*** DATA EXCERPTS Section Begins ***

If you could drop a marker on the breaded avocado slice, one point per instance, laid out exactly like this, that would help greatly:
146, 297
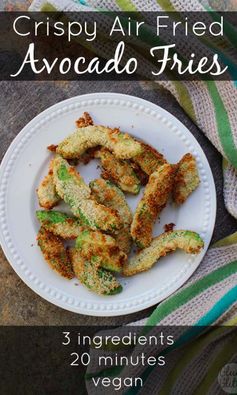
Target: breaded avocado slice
95, 278
155, 197
73, 190
119, 171
111, 196
167, 242
121, 144
101, 249
46, 192
149, 159
186, 178
55, 253
60, 224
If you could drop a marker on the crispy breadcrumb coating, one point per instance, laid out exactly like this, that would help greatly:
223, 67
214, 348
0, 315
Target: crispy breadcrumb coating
46, 192
118, 171
92, 276
167, 242
111, 196
72, 189
121, 144
101, 249
60, 224
149, 159
155, 197
186, 178
55, 253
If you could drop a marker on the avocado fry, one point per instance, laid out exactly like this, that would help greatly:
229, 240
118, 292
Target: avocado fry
111, 196
186, 179
55, 253
101, 249
149, 159
93, 276
155, 197
46, 192
76, 193
167, 242
60, 224
121, 144
118, 171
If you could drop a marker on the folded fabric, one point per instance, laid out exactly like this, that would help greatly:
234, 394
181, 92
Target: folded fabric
209, 298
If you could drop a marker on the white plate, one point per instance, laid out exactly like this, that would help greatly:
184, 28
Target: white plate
25, 164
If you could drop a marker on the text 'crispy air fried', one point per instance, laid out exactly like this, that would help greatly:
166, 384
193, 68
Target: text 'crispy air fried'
55, 253
186, 178
167, 242
155, 197
118, 171
72, 189
93, 276
121, 144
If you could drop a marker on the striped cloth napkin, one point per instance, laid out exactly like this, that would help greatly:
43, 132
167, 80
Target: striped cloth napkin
209, 298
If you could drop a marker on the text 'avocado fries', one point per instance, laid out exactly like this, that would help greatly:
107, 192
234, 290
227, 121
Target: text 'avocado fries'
101, 222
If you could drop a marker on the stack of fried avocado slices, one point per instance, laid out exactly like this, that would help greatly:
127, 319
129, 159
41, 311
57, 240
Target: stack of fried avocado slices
101, 222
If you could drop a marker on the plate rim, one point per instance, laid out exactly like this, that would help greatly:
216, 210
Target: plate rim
60, 303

*** DATA EXCERPTS Section Ends ***

▸ WORK ORDER: Make an exact copy of the data, leaving its pictures out.

▸ OUTPUT OF THE TASK:
If you could drop a marker on the breaded avocado slice, one point per instance, laid out exactly like this, that would help greatly:
146, 297
Target: breaded avocado slice
95, 278
155, 197
73, 190
119, 171
111, 196
167, 242
121, 144
101, 249
46, 192
149, 159
186, 178
55, 253
60, 224
If you could drop a marker on the crispy breadcrumb coating, one point per instance, laid out exactly like this, that would help greatly:
223, 67
214, 348
0, 315
Target: crispy breadcrumb coating
46, 192
118, 171
92, 276
167, 242
111, 196
72, 189
121, 144
101, 249
60, 224
149, 159
155, 197
186, 178
55, 253
If you could drop a marker on the avocado fry, one point per instance, laid out exactly like this, that would help greatly:
229, 240
118, 292
Target: avocado fry
111, 196
186, 179
55, 253
101, 249
149, 159
93, 276
155, 197
46, 192
76, 193
167, 242
60, 224
121, 144
118, 171
If you could drop a marker on the folded fabric, one point per instance, laid out exactly like this, that would help greatly:
234, 394
181, 92
Target: folded fabric
209, 298
If you could drop a marker on the white plate, one point per instance, laid out exactly like this, that would help greatly:
184, 28
Target: white plate
25, 164
If you could drop a marker on the text 'crispy air fried', one point per instance, laid out exactly like this, that would help greatly:
166, 384
193, 68
Target: text 'crispy air fried'
55, 253
186, 178
167, 242
155, 197
118, 171
72, 189
93, 276
121, 144
If you could drop a marker on the striped cloth napkin, one point per instance, laid out exactly like this, that would help greatly:
43, 132
167, 80
Target: striped cloth napkin
209, 298
If you could drop a marker on the text 'avocado fries', one point per instance, laid out exactly like this, that would help greatly:
107, 192
234, 290
227, 121
Target: text 'avocado fries'
101, 222
If you could drop a marker on the stack of fried avocado slices, one point per instance, laid out exactly like this, that would help greatly:
127, 319
129, 159
41, 311
57, 240
Target: stack of fried avocado slices
101, 222
If you could drop a marker on the plate rim, one point per instance, laid out exactly like this, that would help greatly:
216, 210
Target: plate rim
60, 303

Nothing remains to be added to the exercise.